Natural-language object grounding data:
--

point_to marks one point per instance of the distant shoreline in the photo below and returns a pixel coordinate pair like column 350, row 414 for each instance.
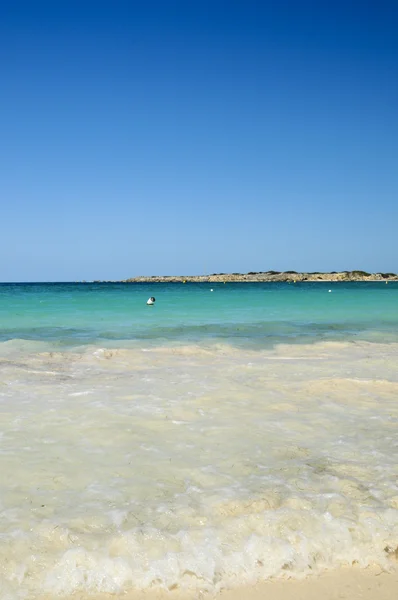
column 266, row 276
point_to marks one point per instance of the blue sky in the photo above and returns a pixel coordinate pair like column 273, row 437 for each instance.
column 196, row 137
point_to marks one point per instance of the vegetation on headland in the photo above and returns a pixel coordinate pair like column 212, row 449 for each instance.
column 268, row 276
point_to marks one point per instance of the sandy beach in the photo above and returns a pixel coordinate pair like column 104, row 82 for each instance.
column 342, row 584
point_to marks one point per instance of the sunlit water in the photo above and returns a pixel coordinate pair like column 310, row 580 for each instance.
column 214, row 439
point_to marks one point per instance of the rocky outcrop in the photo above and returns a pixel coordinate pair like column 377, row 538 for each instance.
column 268, row 276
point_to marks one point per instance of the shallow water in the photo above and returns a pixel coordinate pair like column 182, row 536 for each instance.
column 187, row 456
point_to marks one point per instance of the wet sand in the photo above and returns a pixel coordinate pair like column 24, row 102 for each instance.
column 342, row 584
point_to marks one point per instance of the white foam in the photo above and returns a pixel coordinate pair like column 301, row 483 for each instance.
column 192, row 470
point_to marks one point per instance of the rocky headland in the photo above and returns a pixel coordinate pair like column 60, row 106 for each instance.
column 267, row 276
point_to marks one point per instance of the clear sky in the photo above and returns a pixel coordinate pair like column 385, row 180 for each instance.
column 196, row 136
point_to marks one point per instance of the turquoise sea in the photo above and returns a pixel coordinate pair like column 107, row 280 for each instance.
column 230, row 433
column 256, row 314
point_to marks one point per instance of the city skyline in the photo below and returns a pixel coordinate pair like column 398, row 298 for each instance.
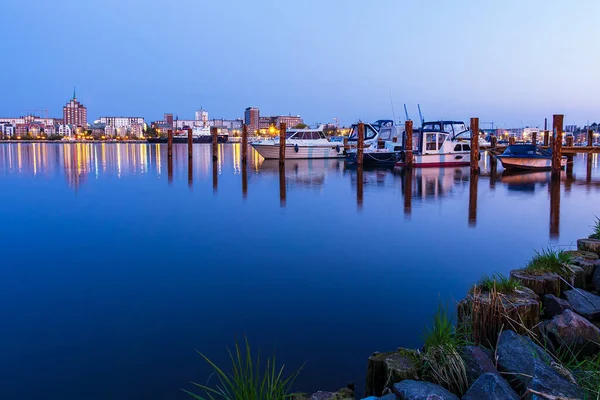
column 506, row 62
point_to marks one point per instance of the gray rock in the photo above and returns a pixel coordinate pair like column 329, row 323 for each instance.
column 584, row 303
column 490, row 386
column 477, row 362
column 419, row 390
column 554, row 305
column 591, row 245
column 516, row 355
column 547, row 381
column 574, row 332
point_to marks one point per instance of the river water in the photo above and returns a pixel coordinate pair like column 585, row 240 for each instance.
column 115, row 267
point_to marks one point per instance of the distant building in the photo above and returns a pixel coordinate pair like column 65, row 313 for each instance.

--

Output every line of the records exactly, excluding all pictures.

Solution to this problem:
point_to marks one point per instance of the distant shoreline in the photo below and returns a pixel coordinate pair like column 350, row 414 for each instance.
column 266, row 276
point_to marks one point per instance of the blue sky in the photo above and returns a pixel coordinate pair like column 273, row 437 for each instance.
column 196, row 137
point_to marks one point per instance of the vegetation on headland in the photo above and returns a pixel coordinate pair like column 212, row 449 for each instance.
column 268, row 276
point_to marks one point per instance of the sandy beach in the photo above and returns a pixel coordinate pair like column 104, row 82 for each instance.
column 342, row 584
point_to marks one point per instance of the sunlit water in the photo above and returns a pixel coordinate pair like column 310, row 580 for each instance.
column 214, row 439
point_to marks one point per instance of the rocky outcrop in the photo above and returns a pixel coordinate pair like column 377, row 538 for each instance.
column 268, row 276
point_to marks one point per instance of the shallow water in the photo above and returns a pixel coordinate pair like column 182, row 536 for each instance.
column 187, row 456
point_to marks one point per instance of the wet sand in the photo above and returns a pixel coordinate pair like column 24, row 102 for each instance.
column 342, row 584
point_to marks one point per instance of the white foam in the photo above and returns a pixel coordinate pair like column 301, row 483 for each instance.
column 192, row 470
point_to marks one point per instance of the rocky headland in the photo above and returns a pixel coordinate pair like column 60, row 106 for each instance.
column 267, row 276
point_to marks one point per instance of the clear sky in the photo above and returns a pixel coordinate pair like column 385, row 180 for each instance.
column 196, row 136
point_to marks one point per instance of the turquoise sea in the photo above and returns a pixel coordinate pair like column 107, row 280 for each instance.
column 230, row 433
column 256, row 314
point_to marks one point per instance of the city skyline in the photo below and returns a pixel coordinate pair like column 398, row 298 for each instance.
column 506, row 62
point_to marks one point per instance of the gray rock in the photo above and returns a pixel coordinate pair like column 329, row 323 for each instance.
column 584, row 303
column 490, row 386
column 477, row 362
column 419, row 390
column 554, row 305
column 591, row 245
column 516, row 355
column 547, row 381
column 574, row 332
point_to marks one point per instance of the river water in the photo above and returns a pixel coordinate pair like column 585, row 240 for each instance.
column 115, row 267
point_to marks one point per instance of the distant building in the photo above and returns a pixel coordinate pair like column 65, row 313 for each instance.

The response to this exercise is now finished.